# Pastore in rotta con il PSG, spedito in Argentina dal club



## Now i'm here (19 Ottobre 2013)

*Javier Pastore* è sempre più in rotta con il *Psg*.
L'argentino infatto non giocherà neanche oggi ed è quasi sicuro ormai che verrà messo sul *mercato a gennaio*. 

Il club parigino *ha autorizzato la sua partenza per l'Argentina *e l'allenatore del Paris Saint-Germain, *Laurent Blanc*, ha commentato dicendo in conferenza stampa che il giocatore *"ha bisogno psicologicamente di ritornare qualche giorno in Argentina".* 

Su di lui ricordiamo che c'è sempre l'interesse del *Milan*.


----------



## alexrossonero (19 Ottobre 2013)

Dai Galliani, che lo prendi in prestito con diritto di riscatto. E' già tuo.


----------



## admin (19 Ottobre 2013)

Mai piaciuto


----------



## prebozzio (19 Ottobre 2013)

Un giocatore su cui scommetterei...


----------



## MaggieCloun (19 Ottobre 2013)

Manco a me non piace piu di tanto, ma comunque il Psg non lo svende per meno di 20 milioni non lo lasciano partire quindi noi siamo già tagliati fuori.


----------



## Andreas89 (19 Ottobre 2013)

Pronto per un'operazione gallianica. Sta per partire l'elicottero.


----------



## runner (19 Ottobre 2013)

a mio avviso sarebbe un ottimo giocatore, ma in un ambiente diverso....

comunque da noi non farebbe niente vista la situazione....


----------



## alexrossonero (19 Ottobre 2013)

A mio parere Pastore è uno dei giocatori di maggior classe transitati negli ultimi anni in Italia. In un contesto di squadra nel quale viene posto come leader tecnico sulla linea dei trequartisti, per me potrebbe fare furori e consacrarsi. 
E comunque, lo ripeto per la milionesima volta, i giocatori di qualità al Milan non sono mai abbastanza.


----------



## 7ChampionsLeague (19 Ottobre 2013)

è un buon giocatore,con grandi potenzialità,ma che non ha ancora fatto il salto di qualità che i suoi mezzi dovrebbero permettergli di compiere.Comunque non credo ci servirebbe,a gennaio arriverà honda,a mio parere piu' funzionale tatticamente dell'argentino,in un ruolo dove disponiamo già di kakà,saponara e birsa


----------



## iceman. (19 Ottobre 2013)

Sicuramente chiederanno El Sharaawy e soldi in cambio, perché 25 milioni non so proprio da dove li prendiamo quest'anno.


----------



## S.1899 (19 Ottobre 2013)

Per me questo giocatore è un mistero 
Puo fare partite di grande qualità (come quella contro il Barcellona), e quando è in forma, puo essere uno dei migliore trequartista del mondo 
Ma da un pezzo lui sembra essere ''perso'' ...(Forse perchè il suo allenatore non lo usa bene, forse un problema di mentale....)

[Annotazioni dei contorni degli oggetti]
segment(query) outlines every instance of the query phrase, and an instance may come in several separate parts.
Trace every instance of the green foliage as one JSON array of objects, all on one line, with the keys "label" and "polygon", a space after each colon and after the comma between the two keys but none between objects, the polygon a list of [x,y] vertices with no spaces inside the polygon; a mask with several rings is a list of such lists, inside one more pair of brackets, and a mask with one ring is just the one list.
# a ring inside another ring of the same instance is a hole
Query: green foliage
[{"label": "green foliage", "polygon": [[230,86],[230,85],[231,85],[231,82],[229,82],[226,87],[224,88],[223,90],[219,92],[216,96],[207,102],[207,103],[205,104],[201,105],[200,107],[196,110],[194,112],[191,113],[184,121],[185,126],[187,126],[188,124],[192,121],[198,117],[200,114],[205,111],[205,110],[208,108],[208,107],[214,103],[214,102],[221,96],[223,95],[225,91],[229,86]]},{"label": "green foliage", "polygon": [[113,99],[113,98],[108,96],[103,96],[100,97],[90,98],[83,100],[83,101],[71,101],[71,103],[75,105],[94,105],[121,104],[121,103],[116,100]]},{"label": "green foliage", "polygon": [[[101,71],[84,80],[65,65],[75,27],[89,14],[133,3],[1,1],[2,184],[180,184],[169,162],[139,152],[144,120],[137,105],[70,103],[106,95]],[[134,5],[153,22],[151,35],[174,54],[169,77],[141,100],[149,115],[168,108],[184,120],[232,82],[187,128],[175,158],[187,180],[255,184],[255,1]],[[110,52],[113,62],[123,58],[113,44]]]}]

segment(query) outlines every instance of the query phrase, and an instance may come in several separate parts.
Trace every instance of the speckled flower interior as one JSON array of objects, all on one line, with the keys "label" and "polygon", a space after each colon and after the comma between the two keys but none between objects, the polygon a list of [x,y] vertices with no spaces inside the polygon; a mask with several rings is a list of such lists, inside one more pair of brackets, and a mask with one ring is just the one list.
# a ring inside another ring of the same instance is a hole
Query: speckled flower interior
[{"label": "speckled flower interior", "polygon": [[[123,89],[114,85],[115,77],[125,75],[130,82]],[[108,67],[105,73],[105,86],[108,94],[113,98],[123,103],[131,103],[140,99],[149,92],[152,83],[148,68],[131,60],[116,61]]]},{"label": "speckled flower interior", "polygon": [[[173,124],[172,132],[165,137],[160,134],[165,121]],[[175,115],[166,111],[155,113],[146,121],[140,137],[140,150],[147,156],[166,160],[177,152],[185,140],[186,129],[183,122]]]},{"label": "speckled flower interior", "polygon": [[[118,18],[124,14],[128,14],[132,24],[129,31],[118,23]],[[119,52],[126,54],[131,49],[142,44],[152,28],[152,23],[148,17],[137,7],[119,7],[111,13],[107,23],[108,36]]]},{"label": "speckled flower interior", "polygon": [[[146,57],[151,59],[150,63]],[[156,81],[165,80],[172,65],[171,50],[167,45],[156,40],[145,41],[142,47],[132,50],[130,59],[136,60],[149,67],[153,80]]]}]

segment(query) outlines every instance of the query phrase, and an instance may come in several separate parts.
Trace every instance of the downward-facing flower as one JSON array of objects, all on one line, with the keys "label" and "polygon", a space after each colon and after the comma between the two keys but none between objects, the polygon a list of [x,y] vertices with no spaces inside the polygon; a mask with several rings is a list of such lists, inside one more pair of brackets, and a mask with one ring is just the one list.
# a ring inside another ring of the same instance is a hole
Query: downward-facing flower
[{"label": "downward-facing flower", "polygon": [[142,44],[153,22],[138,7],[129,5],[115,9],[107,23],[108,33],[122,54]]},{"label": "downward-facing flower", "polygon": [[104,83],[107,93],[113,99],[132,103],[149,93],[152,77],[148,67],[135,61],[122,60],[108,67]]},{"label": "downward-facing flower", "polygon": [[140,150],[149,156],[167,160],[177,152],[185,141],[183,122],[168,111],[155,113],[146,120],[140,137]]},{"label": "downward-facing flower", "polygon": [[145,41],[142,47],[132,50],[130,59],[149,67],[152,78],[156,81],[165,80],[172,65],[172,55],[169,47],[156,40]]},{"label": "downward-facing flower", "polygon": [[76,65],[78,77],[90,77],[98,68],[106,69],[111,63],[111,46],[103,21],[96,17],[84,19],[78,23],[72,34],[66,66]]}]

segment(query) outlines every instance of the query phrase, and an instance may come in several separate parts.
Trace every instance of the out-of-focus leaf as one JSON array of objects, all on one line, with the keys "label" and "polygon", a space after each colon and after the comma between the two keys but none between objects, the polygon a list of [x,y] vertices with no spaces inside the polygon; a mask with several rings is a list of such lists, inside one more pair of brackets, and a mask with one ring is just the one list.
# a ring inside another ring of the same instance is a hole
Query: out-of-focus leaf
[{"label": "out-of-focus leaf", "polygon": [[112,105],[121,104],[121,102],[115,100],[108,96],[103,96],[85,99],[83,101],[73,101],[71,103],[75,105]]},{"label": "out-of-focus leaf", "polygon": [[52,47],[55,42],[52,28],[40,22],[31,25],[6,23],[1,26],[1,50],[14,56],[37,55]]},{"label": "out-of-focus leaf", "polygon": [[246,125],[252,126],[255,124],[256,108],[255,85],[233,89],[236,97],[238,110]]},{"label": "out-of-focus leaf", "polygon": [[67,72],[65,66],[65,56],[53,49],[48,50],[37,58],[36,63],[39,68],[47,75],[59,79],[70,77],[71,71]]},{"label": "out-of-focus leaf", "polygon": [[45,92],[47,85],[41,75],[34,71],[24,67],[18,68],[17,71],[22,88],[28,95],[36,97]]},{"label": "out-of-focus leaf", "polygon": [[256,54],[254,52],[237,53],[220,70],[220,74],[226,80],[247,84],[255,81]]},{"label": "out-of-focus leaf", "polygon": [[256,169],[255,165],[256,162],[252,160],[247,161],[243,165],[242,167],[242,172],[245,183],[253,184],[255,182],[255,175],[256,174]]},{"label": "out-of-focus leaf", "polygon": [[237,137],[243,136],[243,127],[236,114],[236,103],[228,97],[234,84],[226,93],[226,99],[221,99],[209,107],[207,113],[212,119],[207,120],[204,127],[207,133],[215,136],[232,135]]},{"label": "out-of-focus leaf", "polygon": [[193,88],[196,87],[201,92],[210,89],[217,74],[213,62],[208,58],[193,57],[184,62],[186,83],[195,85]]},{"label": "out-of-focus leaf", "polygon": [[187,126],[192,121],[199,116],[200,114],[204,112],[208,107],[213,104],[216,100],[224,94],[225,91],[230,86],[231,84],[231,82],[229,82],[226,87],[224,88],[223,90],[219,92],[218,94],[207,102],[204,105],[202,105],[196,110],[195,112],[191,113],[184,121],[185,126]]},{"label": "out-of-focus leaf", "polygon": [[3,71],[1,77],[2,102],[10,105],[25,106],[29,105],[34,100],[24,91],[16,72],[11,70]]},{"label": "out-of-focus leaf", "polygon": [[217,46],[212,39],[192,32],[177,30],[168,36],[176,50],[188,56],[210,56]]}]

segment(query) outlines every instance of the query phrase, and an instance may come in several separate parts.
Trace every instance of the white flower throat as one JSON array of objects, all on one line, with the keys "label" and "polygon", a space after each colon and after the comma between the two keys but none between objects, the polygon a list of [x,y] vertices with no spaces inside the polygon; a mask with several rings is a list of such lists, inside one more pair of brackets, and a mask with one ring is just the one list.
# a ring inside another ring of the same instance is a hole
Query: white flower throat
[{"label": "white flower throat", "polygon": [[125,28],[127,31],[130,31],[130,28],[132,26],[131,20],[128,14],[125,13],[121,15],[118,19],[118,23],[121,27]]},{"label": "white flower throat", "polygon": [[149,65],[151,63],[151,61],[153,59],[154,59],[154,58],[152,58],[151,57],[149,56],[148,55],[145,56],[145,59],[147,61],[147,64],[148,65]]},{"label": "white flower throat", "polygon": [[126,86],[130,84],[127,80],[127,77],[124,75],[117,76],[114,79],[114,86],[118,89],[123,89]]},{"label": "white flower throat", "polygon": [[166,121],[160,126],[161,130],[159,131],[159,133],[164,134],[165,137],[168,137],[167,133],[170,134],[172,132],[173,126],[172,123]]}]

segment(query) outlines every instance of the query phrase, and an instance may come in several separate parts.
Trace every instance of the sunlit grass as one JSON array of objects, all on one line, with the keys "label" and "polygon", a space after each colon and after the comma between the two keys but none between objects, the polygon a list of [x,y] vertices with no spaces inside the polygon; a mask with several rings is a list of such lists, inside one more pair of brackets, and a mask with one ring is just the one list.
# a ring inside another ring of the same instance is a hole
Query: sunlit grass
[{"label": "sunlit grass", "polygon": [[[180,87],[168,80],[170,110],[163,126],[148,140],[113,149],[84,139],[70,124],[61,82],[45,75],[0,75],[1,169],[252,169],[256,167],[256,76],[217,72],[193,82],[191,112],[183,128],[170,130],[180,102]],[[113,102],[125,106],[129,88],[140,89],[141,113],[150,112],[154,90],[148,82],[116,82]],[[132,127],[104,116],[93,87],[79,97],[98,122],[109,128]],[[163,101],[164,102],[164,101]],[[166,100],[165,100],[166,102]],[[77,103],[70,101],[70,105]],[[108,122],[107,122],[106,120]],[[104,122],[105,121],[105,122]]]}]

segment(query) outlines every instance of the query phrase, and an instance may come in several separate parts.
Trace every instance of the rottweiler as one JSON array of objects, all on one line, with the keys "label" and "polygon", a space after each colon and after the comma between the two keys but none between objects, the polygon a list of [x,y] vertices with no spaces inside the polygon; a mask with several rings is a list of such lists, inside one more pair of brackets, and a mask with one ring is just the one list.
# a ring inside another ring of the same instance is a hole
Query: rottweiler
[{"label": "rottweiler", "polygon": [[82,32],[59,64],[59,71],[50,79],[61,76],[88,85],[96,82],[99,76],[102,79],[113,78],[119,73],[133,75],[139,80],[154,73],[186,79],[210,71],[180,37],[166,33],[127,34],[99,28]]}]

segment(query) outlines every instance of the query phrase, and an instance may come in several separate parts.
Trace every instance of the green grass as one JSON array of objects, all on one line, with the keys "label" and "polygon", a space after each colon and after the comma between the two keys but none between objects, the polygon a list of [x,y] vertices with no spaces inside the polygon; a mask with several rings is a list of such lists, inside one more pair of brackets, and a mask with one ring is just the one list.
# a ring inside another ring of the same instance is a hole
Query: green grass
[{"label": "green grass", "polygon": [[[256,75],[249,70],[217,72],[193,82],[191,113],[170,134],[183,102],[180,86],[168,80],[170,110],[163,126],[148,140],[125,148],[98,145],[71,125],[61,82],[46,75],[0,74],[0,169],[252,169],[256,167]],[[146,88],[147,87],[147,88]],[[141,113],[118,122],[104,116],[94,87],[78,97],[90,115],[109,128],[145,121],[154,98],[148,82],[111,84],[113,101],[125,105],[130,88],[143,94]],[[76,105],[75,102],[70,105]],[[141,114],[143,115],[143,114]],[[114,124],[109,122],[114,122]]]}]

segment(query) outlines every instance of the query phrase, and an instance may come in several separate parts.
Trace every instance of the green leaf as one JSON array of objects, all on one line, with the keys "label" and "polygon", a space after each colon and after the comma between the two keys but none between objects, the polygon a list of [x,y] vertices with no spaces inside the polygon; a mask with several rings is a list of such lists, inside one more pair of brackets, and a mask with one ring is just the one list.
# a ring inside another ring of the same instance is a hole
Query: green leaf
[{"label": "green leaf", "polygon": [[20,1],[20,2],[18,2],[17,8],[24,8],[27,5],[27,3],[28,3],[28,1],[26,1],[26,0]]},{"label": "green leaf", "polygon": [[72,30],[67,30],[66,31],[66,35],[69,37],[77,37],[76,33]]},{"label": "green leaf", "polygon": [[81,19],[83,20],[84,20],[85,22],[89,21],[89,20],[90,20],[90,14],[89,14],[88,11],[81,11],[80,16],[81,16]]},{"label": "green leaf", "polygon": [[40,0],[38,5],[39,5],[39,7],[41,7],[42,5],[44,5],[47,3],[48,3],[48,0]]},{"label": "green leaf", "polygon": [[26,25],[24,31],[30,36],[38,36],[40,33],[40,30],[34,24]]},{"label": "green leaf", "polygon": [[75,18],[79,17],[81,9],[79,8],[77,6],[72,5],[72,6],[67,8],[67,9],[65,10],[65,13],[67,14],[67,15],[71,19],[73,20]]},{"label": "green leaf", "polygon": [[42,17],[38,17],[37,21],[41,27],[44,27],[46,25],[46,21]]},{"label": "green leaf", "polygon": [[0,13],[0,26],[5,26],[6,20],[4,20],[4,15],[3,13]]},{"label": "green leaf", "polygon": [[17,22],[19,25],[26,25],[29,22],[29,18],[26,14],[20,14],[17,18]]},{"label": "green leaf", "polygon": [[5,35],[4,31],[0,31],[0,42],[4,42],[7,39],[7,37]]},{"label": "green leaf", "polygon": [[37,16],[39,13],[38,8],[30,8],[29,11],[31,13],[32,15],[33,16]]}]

---

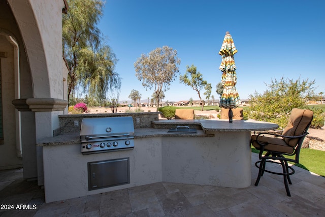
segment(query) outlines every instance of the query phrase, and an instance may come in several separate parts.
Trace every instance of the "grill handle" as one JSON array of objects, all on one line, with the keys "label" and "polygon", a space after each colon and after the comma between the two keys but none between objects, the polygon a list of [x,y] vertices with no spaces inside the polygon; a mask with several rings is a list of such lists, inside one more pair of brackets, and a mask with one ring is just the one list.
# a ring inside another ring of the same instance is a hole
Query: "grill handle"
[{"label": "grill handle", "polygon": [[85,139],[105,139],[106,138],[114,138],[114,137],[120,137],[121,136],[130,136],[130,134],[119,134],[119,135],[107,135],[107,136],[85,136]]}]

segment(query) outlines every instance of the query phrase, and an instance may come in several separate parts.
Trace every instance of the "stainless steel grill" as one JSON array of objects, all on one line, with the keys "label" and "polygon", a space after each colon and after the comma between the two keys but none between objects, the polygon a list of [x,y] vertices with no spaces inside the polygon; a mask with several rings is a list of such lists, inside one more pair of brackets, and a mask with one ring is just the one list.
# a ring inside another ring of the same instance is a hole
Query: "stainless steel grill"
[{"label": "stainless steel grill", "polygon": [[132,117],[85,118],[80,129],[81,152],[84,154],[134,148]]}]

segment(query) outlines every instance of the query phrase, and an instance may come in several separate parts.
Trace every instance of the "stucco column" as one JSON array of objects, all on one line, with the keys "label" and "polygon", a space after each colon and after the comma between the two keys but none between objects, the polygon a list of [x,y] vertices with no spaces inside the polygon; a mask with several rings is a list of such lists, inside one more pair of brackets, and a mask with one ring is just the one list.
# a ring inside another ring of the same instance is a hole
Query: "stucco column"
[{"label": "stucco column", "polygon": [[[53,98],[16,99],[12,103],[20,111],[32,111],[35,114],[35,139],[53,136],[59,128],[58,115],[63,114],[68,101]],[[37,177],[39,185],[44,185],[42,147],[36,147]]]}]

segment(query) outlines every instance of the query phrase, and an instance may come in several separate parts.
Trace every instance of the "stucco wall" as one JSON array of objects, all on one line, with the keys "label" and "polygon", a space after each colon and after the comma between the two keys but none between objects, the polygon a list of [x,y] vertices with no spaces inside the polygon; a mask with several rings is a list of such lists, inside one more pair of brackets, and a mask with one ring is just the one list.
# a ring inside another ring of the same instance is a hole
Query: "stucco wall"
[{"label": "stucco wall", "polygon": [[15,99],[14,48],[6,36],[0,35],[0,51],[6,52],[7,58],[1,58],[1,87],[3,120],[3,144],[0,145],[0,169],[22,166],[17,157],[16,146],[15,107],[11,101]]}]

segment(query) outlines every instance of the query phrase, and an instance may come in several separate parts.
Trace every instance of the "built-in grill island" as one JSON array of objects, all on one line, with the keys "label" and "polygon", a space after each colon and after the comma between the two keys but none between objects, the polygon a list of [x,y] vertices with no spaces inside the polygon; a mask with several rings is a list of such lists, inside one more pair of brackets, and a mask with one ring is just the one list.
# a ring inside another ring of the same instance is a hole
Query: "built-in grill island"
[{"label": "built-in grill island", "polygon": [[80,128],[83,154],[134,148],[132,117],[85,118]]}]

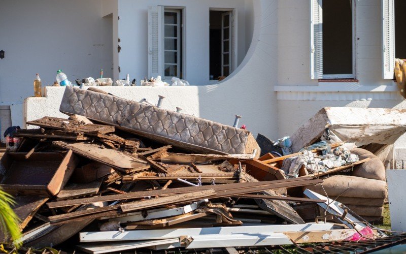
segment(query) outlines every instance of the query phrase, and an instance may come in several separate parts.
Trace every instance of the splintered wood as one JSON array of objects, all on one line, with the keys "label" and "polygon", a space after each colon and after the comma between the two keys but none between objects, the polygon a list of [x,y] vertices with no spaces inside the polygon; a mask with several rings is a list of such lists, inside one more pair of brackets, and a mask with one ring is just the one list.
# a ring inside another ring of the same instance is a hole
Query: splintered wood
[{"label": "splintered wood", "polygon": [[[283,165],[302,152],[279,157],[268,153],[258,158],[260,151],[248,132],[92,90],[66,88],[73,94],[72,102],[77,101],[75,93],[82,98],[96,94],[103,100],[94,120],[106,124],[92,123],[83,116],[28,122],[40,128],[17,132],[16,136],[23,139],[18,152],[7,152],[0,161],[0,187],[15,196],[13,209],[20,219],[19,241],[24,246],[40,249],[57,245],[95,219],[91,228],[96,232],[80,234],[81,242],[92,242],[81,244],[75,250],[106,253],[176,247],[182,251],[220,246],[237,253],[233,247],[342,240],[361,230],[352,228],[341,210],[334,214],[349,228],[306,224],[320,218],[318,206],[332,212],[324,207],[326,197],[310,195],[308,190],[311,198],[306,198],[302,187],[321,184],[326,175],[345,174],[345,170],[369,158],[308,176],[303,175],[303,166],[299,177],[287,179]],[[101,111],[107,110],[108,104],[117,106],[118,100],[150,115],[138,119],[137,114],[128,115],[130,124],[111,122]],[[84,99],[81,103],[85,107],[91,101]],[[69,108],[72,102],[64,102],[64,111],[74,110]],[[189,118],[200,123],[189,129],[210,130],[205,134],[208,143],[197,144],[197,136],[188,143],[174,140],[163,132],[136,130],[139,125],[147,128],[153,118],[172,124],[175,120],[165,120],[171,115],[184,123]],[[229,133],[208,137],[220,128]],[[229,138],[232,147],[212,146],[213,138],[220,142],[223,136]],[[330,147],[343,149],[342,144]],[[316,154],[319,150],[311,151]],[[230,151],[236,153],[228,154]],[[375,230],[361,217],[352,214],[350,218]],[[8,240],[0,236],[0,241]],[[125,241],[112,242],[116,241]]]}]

◆ **COMPITI RICHIESTI**
1. Riassumi in due frasi la discussione su Pastore e il PSG.
2. Individua nei dati ogni riga che contiene la stringa "rottweiler" e copiala.

◆ **SOLUZIONI QUI SOTTO**
1. Javier Pastore è sempre più in rotta con il PSG, che ha autorizzato la sua partenza per l'Argentina e quasi sicuramente lo metterà sul mercato a gennaio, mentre su di lui resta l'interesse del Milan. Nei commenti c'è chi lo considera uno dei giocatori di maggior classe, chi non lo ha mai apprezzato e chi pensa che al Milan non servirebbe o che il PSG non lo cederebbe per meno di 20 milioni.

2.
Trace every instance of the rottweiler as one JSON array of objects, all on one line, with the keys "label" and "polygon", a space after each colon and after the comma between the two keys but none between objects, the polygon a list of [x,y] vertices with no spaces inside the polygon; a mask with several rings is a list of such lists, inside one more pair of brackets, and a mask with one ring is just the one list.
Query: rottweiler
[{"label": "rottweiler", "polygon": [[82,32],[59,64],[59,71],[50,79],[61,76],[88,85],[96,82],[99,76],[102,79],[113,78],[119,73],[133,75],[139,80],[154,73],[186,79],[210,71],[180,37],[166,33],[127,34],[99,28]]}]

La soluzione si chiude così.